■ **Requests**:
1. Copy word for word the part of the excerpt on Barbara Marx Hubbard's vision starting with "On a fateful" and going on through "a deep frustration.".
2. Carry on the excerpt about Barbara Marx Hubbard's vision, picking up right after its final sentence.

A perfect example is what happened to former seeker but now New Age leader, Barbara Marx Hubbard. After she “contemplated” a passage of Scripture, she received a powerful vision that propelled her into her New Age/New Spirituality belief system and eventually into New Age leadership. In her book The Revelation she described what took place after “contemplating” 1 Corinthians 12:12. Because of the magnitude of the spiritual deception I have quoted from her at length.
On a fateful afternoon in February 1966, I was taking my usual daily walk….
I had been reading Reinhold Neibuhr on the subject of community. He had quoted St. Paul’s famous statement: “For as the body is one, and hath many members, and all the members of that one body, being many, are one body, so also is Christ.” As I contemplated that idea I felt a deep frustration.
…a new question burst forth in my mind. I spoke it out loud. Lifting my voice to the ice-white sky, I demanded to know:
“What is our story? What in our age is comparable to the birth of Christ?”…
I lapsed into a daydreamlike state…. I was poised from within, to catch the slightest hint of revelation.
Suddenly my mind’s eye penetrated beyond the blue cocoon of Earth, lifting me up into the utter blackness of outer space. From there I witnessed the entire sweep of Earth’s history, as though I were viewing a technicolor movie.
I witnessed the Earth as a living body…. I felt myself to be a cell in that body….
Then the movie sped up. I saw something new. A flash of extraordinary light more radiant than the sun surrounded the planet. Instantly, all of us were attracted to the light. We forgot our pain, and at that moment of shared attention, empathy began to course through our planetary body. Wave upon wave of love flowed through all people. A magnetic field of love aligned us. We were caressed, uplifted in this field of light. We felt our inner light rising. Mass healings occurred. People flooded out of their houses, offices, and buildings, meeting each other in ever-growing gatherings, embracing, loving one another….

■ **Information shown**:
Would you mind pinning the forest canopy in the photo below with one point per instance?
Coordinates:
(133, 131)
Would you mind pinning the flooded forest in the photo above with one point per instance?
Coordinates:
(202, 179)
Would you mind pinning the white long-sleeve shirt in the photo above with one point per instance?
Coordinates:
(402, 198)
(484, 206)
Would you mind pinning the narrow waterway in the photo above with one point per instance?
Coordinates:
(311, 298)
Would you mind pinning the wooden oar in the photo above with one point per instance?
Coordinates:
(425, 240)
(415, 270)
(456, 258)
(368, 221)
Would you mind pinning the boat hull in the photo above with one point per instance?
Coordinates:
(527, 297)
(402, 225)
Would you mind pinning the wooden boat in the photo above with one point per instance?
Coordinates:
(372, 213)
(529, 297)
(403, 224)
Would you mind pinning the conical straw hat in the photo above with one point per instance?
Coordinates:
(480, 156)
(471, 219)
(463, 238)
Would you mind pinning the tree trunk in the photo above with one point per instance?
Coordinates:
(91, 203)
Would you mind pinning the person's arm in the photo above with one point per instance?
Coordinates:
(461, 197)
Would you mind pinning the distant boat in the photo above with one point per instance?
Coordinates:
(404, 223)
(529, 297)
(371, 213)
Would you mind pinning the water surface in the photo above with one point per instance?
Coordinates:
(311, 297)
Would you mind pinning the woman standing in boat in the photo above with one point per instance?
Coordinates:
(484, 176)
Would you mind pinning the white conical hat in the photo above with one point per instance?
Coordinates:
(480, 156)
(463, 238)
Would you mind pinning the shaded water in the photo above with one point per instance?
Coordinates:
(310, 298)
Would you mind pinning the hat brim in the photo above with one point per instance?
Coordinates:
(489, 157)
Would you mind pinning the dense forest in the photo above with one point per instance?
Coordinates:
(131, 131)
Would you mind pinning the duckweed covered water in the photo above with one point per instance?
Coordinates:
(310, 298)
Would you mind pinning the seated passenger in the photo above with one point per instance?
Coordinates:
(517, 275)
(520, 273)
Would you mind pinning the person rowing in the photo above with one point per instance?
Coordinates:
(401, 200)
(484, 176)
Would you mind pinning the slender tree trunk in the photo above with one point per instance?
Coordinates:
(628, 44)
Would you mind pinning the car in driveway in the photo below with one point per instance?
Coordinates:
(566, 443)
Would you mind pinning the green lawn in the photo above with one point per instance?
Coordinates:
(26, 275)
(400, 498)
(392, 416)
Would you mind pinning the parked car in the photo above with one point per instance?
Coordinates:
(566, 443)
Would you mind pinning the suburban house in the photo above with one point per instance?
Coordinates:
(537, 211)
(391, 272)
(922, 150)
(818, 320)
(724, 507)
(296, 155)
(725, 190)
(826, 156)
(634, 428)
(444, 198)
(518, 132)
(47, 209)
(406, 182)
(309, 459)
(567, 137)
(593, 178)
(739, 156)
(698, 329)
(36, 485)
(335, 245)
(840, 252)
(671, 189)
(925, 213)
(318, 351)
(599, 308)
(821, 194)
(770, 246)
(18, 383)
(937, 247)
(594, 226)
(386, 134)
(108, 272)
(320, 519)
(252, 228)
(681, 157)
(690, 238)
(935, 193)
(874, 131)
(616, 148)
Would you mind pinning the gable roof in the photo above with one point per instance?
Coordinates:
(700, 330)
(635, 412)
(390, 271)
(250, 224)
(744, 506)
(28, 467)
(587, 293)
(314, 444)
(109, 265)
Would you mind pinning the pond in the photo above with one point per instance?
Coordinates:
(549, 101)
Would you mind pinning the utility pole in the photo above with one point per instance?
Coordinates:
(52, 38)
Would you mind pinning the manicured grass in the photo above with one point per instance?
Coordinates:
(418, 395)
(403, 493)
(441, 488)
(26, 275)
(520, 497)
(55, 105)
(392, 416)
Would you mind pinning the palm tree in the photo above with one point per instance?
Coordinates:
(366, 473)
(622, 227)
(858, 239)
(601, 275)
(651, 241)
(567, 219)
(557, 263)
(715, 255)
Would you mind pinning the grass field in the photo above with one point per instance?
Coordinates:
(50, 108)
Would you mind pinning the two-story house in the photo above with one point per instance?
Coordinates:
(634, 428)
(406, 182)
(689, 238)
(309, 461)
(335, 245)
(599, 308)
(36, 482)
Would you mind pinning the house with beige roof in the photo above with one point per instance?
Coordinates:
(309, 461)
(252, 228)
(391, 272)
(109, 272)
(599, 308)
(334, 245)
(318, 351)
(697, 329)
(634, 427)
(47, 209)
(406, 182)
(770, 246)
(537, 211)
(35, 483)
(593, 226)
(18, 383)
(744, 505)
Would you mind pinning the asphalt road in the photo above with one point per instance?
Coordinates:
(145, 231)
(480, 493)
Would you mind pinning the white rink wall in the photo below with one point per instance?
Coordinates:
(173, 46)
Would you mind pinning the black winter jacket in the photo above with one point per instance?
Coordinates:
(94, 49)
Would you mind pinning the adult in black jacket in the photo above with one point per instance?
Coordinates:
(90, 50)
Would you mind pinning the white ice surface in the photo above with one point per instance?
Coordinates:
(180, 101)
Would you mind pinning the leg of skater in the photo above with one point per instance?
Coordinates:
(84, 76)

■ **Answers for this exercise**:
1.
On a fateful afternoon in February 1966, I was taking my usual daily walk….
I had been reading Reinhold Neibuhr on the subject of community. He had quoted St. Paul’s famous statement: “For as the body is one, and hath many members, and all the members of that one body, being many, are one body, so also is Christ.” As I contemplated that idea I felt a deep frustration.

2.
Then I heard the inner words clearly:
Our story is a birth. It is the birth of humankind as one body….
In response to those words, which had seemed to come from deep within the universe, billions of us opened our collective eyes and smiled. It was a Planetary Smile…. Ecstatic joy rippled through the planetary body… and through me as one of its billions of members.6
All of this “new revelation”—the very foundation of Hubbard’s New Age ministry today—came after Hubbard “contemplated” a single verse from the Bible: 1 Corinthians 12:12. But supernatural experiences are obviously not from God if they contradict His written Word. Not knowing to “test the spirits” she opened herself up to spiritual deception.
While most of us in the New Age didn’t have Hubbard’s experience, we had our own versions. And what we were being taught through our spiritual experiences was that our “experience” should take precedence over any written word or any prior beliefs. In fact, we were told that our spiritual experiences should provide the foundation for new beliefs. And most often these experiences would come during periods of meditation and contemplation.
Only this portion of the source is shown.